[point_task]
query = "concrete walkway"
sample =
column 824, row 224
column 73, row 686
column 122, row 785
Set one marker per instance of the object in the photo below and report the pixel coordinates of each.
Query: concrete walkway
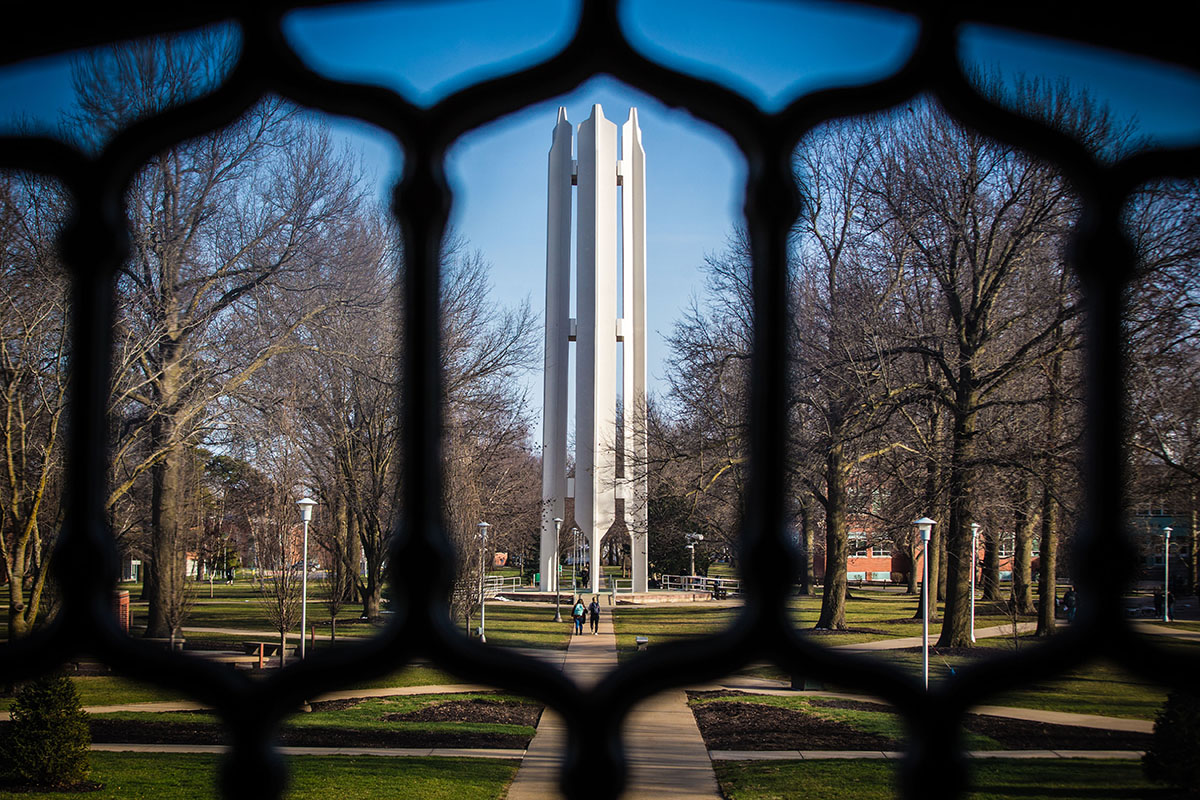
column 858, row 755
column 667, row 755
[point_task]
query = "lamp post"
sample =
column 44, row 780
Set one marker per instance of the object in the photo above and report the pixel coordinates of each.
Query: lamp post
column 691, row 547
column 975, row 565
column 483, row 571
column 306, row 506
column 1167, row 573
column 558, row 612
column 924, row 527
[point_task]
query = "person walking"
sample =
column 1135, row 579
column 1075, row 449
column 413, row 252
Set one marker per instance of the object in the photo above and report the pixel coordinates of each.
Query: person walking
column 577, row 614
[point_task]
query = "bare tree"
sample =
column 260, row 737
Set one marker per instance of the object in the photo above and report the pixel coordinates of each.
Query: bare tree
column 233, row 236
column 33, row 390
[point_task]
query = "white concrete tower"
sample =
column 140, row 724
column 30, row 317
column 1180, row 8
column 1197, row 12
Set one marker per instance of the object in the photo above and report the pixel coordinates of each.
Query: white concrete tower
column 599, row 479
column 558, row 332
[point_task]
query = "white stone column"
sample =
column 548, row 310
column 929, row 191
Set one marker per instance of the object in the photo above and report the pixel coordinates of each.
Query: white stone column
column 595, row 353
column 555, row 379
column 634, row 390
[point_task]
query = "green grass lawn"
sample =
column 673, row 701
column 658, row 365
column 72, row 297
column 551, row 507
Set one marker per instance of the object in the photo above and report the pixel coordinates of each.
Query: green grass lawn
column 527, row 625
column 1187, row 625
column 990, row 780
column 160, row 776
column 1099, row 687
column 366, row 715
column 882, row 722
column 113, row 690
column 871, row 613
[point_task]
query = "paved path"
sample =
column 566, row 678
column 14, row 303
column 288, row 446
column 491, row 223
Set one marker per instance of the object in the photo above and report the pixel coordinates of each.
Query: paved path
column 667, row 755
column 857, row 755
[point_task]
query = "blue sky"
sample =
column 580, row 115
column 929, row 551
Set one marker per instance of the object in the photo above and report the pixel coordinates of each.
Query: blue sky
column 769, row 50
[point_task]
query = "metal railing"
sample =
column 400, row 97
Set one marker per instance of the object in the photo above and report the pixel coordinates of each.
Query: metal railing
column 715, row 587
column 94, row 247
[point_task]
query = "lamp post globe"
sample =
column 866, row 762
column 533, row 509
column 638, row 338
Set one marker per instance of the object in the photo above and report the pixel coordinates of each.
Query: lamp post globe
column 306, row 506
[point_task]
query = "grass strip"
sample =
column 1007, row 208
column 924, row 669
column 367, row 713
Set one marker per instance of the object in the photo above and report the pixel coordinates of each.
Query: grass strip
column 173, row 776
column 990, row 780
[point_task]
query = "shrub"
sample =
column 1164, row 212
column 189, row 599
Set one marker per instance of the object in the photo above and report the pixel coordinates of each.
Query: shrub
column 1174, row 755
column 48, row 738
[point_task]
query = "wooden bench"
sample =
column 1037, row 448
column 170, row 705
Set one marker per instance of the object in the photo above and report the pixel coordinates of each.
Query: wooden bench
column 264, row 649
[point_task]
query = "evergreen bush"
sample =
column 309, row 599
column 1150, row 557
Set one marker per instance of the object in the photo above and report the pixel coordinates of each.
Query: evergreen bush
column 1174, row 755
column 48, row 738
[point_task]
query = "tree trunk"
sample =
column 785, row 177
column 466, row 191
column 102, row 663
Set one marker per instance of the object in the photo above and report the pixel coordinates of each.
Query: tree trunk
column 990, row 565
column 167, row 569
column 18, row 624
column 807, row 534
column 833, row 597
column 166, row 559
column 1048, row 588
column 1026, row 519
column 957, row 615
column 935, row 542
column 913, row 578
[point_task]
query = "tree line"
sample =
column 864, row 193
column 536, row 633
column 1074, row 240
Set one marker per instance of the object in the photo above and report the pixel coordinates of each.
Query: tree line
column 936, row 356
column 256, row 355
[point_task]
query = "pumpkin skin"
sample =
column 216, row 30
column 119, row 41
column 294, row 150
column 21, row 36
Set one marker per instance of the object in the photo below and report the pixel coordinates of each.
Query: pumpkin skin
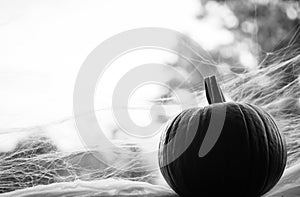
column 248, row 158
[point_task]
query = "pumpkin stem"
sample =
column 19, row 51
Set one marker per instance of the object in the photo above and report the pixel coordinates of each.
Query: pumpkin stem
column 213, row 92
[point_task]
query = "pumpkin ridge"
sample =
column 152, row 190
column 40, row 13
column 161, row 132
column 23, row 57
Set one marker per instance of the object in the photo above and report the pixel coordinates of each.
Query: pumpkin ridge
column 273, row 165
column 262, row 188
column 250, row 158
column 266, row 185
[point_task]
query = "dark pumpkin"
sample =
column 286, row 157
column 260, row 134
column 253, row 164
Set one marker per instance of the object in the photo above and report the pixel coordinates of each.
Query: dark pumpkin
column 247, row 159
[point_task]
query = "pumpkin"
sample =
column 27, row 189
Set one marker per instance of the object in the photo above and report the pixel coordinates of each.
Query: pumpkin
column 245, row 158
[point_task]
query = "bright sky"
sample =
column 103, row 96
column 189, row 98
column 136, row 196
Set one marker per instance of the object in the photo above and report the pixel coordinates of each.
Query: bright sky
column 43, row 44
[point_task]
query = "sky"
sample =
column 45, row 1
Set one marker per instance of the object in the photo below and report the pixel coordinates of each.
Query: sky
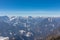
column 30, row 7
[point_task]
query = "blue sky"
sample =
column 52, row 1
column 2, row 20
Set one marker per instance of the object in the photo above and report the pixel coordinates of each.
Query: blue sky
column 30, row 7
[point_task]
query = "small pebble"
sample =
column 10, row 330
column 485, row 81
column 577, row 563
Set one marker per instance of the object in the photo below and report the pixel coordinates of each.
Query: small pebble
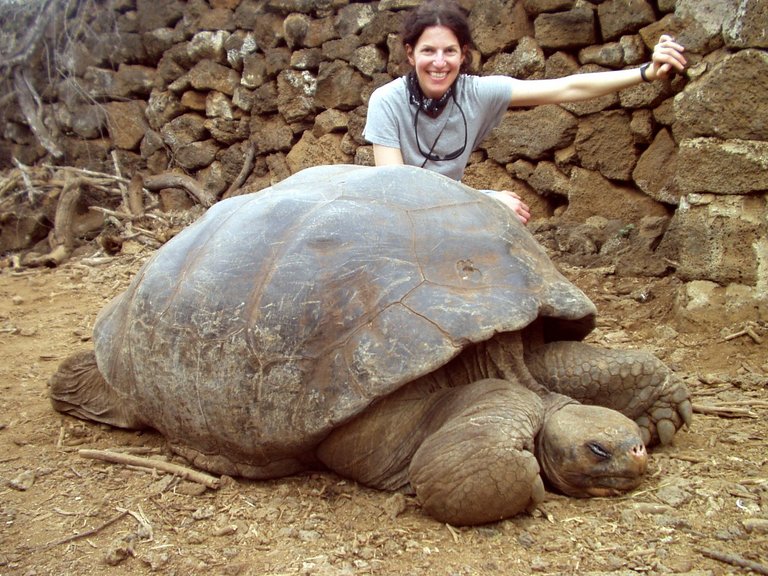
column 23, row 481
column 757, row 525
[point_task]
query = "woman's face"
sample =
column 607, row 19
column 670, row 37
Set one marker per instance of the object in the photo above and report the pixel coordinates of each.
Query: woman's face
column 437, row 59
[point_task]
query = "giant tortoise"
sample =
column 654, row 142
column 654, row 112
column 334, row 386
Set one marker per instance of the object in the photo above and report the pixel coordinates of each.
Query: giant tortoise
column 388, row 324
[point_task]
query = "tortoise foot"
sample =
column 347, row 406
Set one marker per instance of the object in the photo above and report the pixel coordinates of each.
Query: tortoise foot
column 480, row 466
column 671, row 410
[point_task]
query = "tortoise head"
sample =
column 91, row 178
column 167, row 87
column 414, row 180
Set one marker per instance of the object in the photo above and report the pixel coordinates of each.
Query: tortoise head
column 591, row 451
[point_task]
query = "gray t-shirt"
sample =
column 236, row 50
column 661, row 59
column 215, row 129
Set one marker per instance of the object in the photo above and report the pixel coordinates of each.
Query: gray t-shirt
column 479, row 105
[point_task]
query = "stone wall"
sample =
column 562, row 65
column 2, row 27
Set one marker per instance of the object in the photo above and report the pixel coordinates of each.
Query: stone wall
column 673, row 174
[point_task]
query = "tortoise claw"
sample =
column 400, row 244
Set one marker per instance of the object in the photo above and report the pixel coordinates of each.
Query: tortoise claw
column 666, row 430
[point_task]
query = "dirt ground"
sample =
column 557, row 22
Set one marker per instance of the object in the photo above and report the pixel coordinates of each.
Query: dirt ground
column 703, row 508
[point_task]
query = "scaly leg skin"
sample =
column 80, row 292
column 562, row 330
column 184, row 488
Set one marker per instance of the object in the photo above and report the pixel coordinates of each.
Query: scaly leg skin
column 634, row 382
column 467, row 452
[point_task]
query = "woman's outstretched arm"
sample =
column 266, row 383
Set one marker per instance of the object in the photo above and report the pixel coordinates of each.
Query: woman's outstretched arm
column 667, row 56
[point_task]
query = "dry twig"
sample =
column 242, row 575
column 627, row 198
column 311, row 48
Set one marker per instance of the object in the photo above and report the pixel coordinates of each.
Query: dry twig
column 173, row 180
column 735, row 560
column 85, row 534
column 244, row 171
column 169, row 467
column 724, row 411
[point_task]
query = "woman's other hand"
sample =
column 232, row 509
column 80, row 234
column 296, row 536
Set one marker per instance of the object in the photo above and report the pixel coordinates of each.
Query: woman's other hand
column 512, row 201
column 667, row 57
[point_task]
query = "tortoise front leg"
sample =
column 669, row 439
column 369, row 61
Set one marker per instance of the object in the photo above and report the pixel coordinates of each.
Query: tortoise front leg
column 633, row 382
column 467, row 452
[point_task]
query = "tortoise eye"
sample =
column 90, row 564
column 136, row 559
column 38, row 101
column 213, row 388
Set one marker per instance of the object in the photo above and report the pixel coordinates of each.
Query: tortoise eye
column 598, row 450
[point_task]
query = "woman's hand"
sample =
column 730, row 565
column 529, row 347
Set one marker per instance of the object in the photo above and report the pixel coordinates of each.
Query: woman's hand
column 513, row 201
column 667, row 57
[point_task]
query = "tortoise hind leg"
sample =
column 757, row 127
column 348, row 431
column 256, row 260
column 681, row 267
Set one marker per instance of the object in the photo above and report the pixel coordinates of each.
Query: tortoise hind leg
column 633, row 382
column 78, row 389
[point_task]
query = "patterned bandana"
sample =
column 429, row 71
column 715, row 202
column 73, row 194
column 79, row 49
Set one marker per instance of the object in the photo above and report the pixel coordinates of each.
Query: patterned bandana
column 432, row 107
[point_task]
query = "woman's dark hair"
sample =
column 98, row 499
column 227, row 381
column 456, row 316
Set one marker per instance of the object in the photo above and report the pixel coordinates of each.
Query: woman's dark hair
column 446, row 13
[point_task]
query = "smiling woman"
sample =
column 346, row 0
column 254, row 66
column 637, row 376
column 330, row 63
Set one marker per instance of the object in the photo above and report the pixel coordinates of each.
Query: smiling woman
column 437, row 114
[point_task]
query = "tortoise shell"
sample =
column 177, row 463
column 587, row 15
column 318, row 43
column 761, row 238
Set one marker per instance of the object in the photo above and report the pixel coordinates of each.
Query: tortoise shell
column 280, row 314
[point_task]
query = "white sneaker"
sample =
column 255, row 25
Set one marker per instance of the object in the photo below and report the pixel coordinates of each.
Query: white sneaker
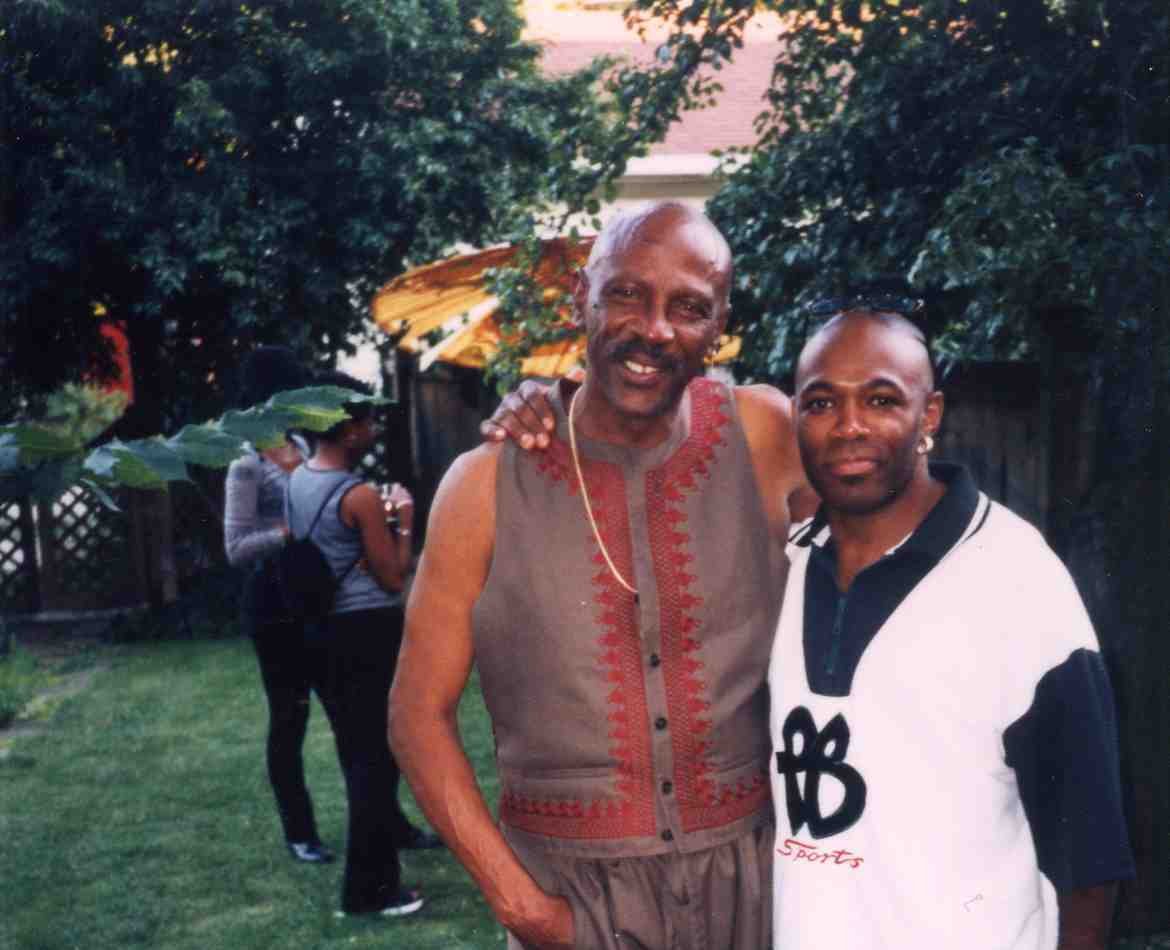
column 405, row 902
━━━━━━━━
#### THE EXERCISE
Tally the lines in the items above that contain the string "giant", treating uppercase and lowercase letters as different. Reply with the count alone.

#### COMPLETED EXERCISE
2